# Aim of the task
Write down each entry again, exactly as it reads.

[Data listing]
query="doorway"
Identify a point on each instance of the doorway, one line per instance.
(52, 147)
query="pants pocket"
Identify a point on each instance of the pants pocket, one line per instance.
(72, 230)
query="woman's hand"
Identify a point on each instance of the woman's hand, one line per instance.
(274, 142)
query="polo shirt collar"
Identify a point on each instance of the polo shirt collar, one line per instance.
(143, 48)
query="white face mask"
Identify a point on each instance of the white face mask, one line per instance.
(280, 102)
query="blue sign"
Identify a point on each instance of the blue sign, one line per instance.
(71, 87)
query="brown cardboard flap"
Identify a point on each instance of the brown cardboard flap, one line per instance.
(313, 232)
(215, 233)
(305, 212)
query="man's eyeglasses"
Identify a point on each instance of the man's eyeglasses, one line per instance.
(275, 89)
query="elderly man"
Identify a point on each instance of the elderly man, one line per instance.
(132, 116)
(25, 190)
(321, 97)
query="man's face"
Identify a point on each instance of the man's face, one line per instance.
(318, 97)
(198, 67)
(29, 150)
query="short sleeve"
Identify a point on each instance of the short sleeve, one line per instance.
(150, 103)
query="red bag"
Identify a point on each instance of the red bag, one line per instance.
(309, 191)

# Response to the exercise
query="doorway"
Identify a point on each instance of the doorway, one line per instance.
(52, 147)
query="pants pocket"
Identify a point on each instance of the pants pocket, one line per instance.
(72, 230)
query="woman's hand"
Identify a point on each instance of the woman's hand, one line per instance.
(274, 142)
query="polo shirt collar"
Identify a point on each instance of the polo shirt collar, one line per instance.
(143, 48)
query="white face mask"
Identify a point on each instance of the white face mask, one line per instance.
(280, 102)
query="blue sign"
Identify a point on each instance of the blue sign, one line per instance.
(71, 87)
query="brown cardboard flap"
Identify a point on each instance of the brown cardboard flap, one line per instance.
(313, 232)
(215, 233)
(305, 212)
query="man's eyeglasses"
Identify a point on each instance of the man's eyeglasses, one line per instance.
(275, 89)
query="elderly man"
Identify a point on each instance of the elderly man, one line per instance.
(132, 116)
(25, 190)
(321, 97)
query="man's face"
Identify a point on each instance of the man's face, one line per instance.
(318, 97)
(198, 67)
(29, 150)
query="short sleeve"
Identify a point on each instance of the short sleeve, one line per instance.
(150, 103)
query="red bag"
Identify a point on each instance of the red bag, one line per instance.
(309, 191)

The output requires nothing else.